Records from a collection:
= = = = = = =
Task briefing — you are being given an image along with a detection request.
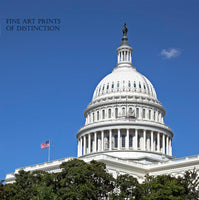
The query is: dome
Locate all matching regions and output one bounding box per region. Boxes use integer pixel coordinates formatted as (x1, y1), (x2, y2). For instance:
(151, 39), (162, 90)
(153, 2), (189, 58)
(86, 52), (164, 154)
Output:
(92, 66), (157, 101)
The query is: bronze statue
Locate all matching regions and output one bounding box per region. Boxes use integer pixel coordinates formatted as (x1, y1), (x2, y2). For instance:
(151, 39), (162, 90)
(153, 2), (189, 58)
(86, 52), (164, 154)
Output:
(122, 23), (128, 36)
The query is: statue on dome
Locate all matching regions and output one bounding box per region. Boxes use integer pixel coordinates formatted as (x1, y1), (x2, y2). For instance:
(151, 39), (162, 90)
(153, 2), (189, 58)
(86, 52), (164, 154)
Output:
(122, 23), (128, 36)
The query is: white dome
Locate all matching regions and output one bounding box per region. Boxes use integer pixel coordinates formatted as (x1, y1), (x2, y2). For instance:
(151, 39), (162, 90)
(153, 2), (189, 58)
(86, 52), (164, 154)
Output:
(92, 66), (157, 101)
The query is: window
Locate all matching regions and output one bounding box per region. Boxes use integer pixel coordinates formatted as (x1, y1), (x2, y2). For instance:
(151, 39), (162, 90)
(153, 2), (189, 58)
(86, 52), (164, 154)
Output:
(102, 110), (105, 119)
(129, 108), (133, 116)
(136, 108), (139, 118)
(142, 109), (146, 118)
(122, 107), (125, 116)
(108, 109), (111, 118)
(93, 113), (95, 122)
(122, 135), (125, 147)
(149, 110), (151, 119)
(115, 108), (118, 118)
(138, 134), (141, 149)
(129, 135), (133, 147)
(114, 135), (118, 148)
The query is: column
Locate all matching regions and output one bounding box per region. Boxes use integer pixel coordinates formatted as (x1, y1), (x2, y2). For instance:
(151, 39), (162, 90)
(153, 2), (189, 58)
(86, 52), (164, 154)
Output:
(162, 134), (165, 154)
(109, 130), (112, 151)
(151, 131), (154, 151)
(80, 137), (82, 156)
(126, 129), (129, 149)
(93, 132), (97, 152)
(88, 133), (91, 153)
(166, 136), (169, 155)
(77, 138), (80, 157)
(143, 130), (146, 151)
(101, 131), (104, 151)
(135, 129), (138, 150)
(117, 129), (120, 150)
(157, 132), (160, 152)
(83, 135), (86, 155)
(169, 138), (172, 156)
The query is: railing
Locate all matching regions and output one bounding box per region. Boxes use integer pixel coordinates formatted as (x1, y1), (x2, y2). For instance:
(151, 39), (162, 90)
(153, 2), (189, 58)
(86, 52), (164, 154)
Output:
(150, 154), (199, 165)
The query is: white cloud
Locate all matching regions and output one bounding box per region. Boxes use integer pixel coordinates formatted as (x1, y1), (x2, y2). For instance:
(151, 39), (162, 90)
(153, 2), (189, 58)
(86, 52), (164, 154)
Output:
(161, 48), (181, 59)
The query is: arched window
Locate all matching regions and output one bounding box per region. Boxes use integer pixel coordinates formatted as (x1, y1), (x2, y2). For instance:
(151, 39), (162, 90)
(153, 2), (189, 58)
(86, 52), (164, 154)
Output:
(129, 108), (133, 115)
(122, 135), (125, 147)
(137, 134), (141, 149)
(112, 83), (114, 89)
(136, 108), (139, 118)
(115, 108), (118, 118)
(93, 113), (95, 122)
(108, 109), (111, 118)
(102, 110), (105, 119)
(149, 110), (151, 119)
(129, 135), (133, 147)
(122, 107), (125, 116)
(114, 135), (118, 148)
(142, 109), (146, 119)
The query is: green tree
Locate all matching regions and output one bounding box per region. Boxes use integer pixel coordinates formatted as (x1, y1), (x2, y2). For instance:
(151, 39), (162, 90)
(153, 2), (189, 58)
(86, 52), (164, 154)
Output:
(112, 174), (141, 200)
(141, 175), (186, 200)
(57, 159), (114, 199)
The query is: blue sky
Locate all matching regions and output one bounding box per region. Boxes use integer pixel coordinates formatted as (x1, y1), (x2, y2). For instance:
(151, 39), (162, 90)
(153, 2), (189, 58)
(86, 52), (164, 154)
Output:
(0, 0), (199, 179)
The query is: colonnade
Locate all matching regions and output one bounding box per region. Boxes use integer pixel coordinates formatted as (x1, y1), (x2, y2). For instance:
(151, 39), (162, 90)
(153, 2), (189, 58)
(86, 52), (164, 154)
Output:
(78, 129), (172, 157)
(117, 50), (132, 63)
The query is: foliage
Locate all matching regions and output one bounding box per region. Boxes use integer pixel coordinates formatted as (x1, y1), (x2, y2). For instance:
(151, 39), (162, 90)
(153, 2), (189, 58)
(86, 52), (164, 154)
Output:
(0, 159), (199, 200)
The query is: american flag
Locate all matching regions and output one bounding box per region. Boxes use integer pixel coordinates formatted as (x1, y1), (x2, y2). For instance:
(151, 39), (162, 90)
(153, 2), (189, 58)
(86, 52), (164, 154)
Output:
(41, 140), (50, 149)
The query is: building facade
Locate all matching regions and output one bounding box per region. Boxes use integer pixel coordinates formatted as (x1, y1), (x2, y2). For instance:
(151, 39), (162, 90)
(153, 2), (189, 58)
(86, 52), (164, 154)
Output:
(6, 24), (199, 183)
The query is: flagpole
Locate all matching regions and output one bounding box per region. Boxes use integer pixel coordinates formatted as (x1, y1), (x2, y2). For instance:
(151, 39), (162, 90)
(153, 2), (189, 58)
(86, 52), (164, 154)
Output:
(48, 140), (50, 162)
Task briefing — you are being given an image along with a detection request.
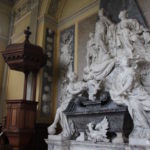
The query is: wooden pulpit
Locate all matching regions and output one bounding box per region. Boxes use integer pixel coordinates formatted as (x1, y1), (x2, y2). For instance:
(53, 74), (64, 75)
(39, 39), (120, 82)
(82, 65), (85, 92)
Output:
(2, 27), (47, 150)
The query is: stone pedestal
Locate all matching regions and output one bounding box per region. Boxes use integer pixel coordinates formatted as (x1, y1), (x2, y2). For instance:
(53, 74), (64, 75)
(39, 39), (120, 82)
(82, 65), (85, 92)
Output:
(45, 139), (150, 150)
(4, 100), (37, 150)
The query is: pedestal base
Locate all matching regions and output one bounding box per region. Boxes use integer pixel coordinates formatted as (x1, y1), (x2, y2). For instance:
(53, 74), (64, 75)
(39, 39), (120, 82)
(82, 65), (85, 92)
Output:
= = = = = = =
## Problem to work on
Copy out the lines from the one containing "The query is: green tree" through the one containing "(57, 159), (114, 199)", including both of those lines.

## Output for this exercise
The query is: green tree
Locate all matching regions and output one bounding box per region. Boxes use integer pixel coordinates formatted as (x1, y1), (x2, y2). For instance:
(151, 39), (162, 90)
(153, 2), (189, 58)
(86, 52), (164, 154)
Output:
(112, 174), (141, 200)
(141, 175), (186, 200)
(57, 159), (114, 199)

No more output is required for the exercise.